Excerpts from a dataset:
= Beginning of Section =
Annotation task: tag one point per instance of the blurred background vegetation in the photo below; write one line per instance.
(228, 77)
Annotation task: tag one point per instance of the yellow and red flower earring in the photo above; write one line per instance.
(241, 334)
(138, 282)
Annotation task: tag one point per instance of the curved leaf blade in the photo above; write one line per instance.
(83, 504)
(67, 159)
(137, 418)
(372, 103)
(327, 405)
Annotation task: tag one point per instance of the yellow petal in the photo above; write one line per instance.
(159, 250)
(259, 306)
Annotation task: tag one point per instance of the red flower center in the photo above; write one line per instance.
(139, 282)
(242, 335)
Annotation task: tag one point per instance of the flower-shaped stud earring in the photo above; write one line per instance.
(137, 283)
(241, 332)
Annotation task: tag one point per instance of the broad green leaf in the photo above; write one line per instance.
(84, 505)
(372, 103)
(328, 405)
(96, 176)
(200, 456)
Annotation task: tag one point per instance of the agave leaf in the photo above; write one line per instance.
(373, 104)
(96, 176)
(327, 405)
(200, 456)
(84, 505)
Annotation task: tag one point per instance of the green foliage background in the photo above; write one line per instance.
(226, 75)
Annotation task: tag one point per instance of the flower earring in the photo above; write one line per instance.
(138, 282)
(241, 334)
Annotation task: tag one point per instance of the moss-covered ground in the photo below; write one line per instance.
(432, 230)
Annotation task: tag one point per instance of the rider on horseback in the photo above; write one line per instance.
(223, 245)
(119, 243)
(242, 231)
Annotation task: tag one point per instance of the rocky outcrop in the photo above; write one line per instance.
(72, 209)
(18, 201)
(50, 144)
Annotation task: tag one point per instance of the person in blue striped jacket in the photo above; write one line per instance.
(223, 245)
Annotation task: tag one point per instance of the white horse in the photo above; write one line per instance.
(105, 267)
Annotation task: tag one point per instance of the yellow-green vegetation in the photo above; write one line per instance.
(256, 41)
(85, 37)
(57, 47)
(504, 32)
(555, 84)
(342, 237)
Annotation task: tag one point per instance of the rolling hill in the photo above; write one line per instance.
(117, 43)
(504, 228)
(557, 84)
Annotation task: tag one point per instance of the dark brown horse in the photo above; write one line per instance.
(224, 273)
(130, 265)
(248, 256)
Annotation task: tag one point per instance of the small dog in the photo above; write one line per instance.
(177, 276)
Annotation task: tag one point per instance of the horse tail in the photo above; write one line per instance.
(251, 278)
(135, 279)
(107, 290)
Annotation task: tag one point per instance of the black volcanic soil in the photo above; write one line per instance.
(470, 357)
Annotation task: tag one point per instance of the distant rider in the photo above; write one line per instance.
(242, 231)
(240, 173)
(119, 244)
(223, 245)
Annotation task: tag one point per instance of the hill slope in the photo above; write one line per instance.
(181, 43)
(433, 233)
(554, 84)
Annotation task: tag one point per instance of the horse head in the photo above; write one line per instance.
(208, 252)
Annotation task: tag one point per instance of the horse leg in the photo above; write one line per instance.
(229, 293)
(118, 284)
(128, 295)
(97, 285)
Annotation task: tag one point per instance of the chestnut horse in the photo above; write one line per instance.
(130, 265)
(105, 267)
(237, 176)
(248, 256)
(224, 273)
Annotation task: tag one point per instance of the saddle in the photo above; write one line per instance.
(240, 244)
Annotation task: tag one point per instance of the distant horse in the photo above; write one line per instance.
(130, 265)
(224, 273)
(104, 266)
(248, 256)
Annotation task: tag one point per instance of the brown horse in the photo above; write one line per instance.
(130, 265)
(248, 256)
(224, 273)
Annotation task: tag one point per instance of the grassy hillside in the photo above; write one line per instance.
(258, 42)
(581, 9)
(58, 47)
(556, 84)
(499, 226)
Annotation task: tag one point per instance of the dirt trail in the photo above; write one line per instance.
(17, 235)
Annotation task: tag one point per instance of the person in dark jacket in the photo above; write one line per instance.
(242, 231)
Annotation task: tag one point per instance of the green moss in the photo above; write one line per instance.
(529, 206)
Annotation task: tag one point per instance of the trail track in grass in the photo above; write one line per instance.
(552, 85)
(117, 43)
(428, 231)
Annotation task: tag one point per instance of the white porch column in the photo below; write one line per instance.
= End of Section =
_Directions_. Each of the lines above must appear again, unchanged.

_Exercise answer_.
Annotation task: tag one point per instance of the blurred background vegetation in the photo below; write one line per instance.
(228, 77)
Annotation task: tag one point per instance of the yellow and red flower earring in the photo above; write one line per instance.
(241, 334)
(138, 282)
Annotation task: tag one point per instance of the curved leaf blade in the photo above; write one line per instance.
(83, 504)
(67, 159)
(137, 418)
(372, 103)
(327, 405)
Annotation task: tag one point per instance of the yellow petal in the photo above; write one line per instance.
(159, 250)
(259, 306)
Annotation task: tag one point per instance of the red flower center in the photo above; write one line per instance.
(139, 282)
(242, 335)
Annotation task: tag one point per instance of the flower-shaped stud earring in the photo above; write one line per instance.
(137, 283)
(241, 332)
Annotation task: tag one point per instance of the broad green leaf in the photo above; write one line per instance.
(84, 505)
(372, 103)
(328, 405)
(96, 176)
(200, 456)
Annotation task: tag one point per instance of the agave leaf in the photo above; write one line per instance.
(373, 104)
(96, 176)
(327, 405)
(200, 456)
(84, 505)
Annotation task: tag one point per instance of the green foliage background in the photo above; write one line per instance.
(226, 75)
Annotation task: tag one point per instance of the flower earring in the photo above; write one line per instance.
(138, 282)
(241, 334)
Annotation task: tag one point per instance of the moss-covered ground in the photo below; write one line per instance.
(432, 230)
Annotation task: tag one point per instance of the rider on horseback in the photo above; write one line per instance.
(223, 245)
(119, 243)
(242, 231)
Annotation task: tag one point per instance of the rocky outcrop in the photo above; write one line per instance.
(72, 209)
(18, 201)
(50, 144)
Annotation task: tag one point per instance of the person in blue striped jacket in the photo above; write one line per instance.
(223, 245)
Annotation task: tag one point per instance of the white horse in the photo above; write one line per instance.
(105, 267)
Annotation task: tag one point per instance of the yellow-green vegetation in the photo above; write one line per instance.
(256, 41)
(85, 37)
(57, 47)
(504, 32)
(555, 84)
(342, 237)
Annotation task: tag one point per instance of the rolling hill in the photo above; write one line per instance.
(117, 43)
(504, 228)
(557, 84)
Annotation task: tag one point per instance of the dark brown horse in the photo above; write one line per instance.
(224, 273)
(130, 265)
(248, 256)
Annotation task: tag one point per instance of the small dog in the photo above; write one line per instance.
(177, 276)
Annotation task: tag one point per instance of the horse tail in the photo above; write one line per instance.
(251, 278)
(135, 279)
(107, 290)
Annotation task: tag one point per instance of the black volcanic soil in the photo above; write one line per instance.
(470, 357)
Annotation task: tag one point per instance of the distant rider in the photo above; write one line per instance.
(242, 231)
(240, 173)
(119, 244)
(223, 245)
Annotation task: tag one point per instance of the hill slope in the photo above; write one line per instance.
(181, 43)
(433, 233)
(554, 84)
Annotation task: tag one point per instance of the horse head in the photo above; write one line per instance.
(208, 252)
Annotation task: tag one point per instance of the horse leg in the photo above; write one line per instance.
(229, 293)
(118, 284)
(128, 295)
(97, 285)
Annotation task: tag one point per instance of the chestnut horse in the photo above; write one line per instance.
(130, 265)
(105, 267)
(237, 176)
(248, 256)
(224, 273)
Annotation task: tag one point per instance of the saddle in the photo above; write one line per instance.
(240, 244)
Annotation task: tag one point per instance of the distant horse in the photo above; write one line per instance.
(130, 265)
(224, 273)
(104, 266)
(248, 256)
Annotation task: tag one point per instance of the brown horse in the photo above; write one line per instance.
(130, 265)
(248, 256)
(224, 273)
Annotation task: tag one point per instance of the grassy hillside in the photo above; write one line per instance.
(258, 42)
(581, 9)
(58, 47)
(556, 84)
(499, 226)
Annotation task: tag one point per instance of the dirt trail in the photo above; write one line per instance.
(17, 235)
Annotation task: tag one point per instance of the person in dark jacket in the photo above; write one line per instance.
(242, 231)
Annotation task: tag one point per instance of the green moss in the photo above; write one line per instance.
(529, 206)
Annotation task: tag one point per instance of the trail track in grass in the photo above; write one line per instance.
(552, 85)
(117, 43)
(428, 231)
Annotation task: tag one point per instance of the white porch column in the photo below; write one line per instance.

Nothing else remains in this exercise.